Print the following lines verbatim, covering every record.

[Shape boundary entries]
——

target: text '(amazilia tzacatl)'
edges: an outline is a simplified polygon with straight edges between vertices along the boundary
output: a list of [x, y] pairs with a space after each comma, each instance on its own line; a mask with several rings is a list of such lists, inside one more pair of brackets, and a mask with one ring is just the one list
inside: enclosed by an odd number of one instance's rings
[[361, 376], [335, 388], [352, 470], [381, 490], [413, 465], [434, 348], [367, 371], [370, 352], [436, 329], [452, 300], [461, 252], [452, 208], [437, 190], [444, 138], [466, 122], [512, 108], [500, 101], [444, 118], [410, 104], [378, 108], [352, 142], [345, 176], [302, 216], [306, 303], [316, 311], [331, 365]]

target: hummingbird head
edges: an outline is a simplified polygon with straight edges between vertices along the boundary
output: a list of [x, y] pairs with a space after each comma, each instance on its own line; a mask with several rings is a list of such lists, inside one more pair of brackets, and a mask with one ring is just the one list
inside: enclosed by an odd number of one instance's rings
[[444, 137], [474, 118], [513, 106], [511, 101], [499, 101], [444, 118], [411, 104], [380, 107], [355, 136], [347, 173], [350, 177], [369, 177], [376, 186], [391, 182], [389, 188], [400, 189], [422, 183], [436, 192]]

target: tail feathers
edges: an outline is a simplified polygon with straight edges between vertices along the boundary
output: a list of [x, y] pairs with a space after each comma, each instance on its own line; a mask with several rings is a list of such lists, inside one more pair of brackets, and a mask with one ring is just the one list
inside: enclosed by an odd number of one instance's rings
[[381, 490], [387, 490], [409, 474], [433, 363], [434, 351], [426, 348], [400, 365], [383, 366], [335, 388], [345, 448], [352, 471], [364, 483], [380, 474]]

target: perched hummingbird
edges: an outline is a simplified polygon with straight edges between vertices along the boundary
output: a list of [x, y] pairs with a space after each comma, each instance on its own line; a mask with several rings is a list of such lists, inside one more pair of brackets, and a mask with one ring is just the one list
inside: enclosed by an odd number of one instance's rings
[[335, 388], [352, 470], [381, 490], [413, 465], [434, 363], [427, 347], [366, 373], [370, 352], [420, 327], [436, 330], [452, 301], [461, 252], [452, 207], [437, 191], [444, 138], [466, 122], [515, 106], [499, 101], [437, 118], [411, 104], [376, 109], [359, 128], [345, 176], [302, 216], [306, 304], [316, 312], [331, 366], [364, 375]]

——

Exercise solution
target: text '(amazilia tzacatl)'
edges: an outline is a simplified polygon with straight edges between vertices along the boundary
output: a list of [x, y] pairs with a space after each comma, each instance on its own line; a mask with several rings is a list of such lists, inside one more pair of brackets, and a mask with one ring is just the one list
inside: enclosed by an odd number of one instance's rings
[[361, 376], [335, 388], [352, 470], [381, 490], [413, 465], [434, 348], [367, 371], [370, 352], [436, 329], [452, 300], [461, 252], [452, 208], [437, 190], [444, 138], [466, 122], [512, 108], [500, 101], [444, 118], [410, 104], [378, 108], [352, 142], [345, 176], [302, 216], [306, 303], [316, 311], [331, 365]]

target: hummingbird head
edges: an outline is a simplified polygon with straight edges between vertices along the boundary
output: a list of [x, y] pairs with a space after each comma, each instance on its own line; a mask with several rings is a list of such lists, inside one more pair of brackets, and a mask with one ring is just the one list
inside: enclosed by an odd number of one instance's rings
[[444, 137], [474, 118], [513, 106], [511, 101], [499, 101], [444, 118], [411, 104], [380, 107], [355, 136], [347, 173], [350, 177], [369, 177], [376, 186], [391, 182], [389, 188], [400, 189], [422, 183], [436, 192]]

target: tail feathers
edges: an outline is a simplified polygon with straight edges between vertices along the boundary
output: a list of [x, y] pairs with a space after each comma, each instance on its own line; a mask with several rings is a list of such lists, inside one more pair of brackets, and a mask with one ring is just the one list
inside: enclosed by an odd number of one instance's rings
[[381, 490], [387, 490], [409, 474], [433, 363], [434, 351], [426, 348], [400, 365], [383, 366], [335, 388], [345, 448], [352, 471], [364, 483], [380, 474]]

target: perched hummingbird
edges: an outline is a simplified polygon with straight edges between vertices along the boundary
output: a list of [x, y] pairs with a space after each comma, each instance on its own line; a mask with several rings is a list of such lists, inside one more pair of brackets, and a mask with one ring is just the one list
inside: enclosed by an odd number of one instance's rings
[[335, 388], [352, 470], [381, 490], [413, 465], [434, 363], [427, 347], [366, 373], [370, 352], [420, 327], [436, 330], [452, 301], [461, 252], [452, 207], [437, 191], [444, 138], [466, 122], [515, 106], [499, 101], [437, 118], [411, 104], [376, 109], [359, 128], [345, 176], [302, 216], [306, 304], [316, 312], [331, 366], [364, 375]]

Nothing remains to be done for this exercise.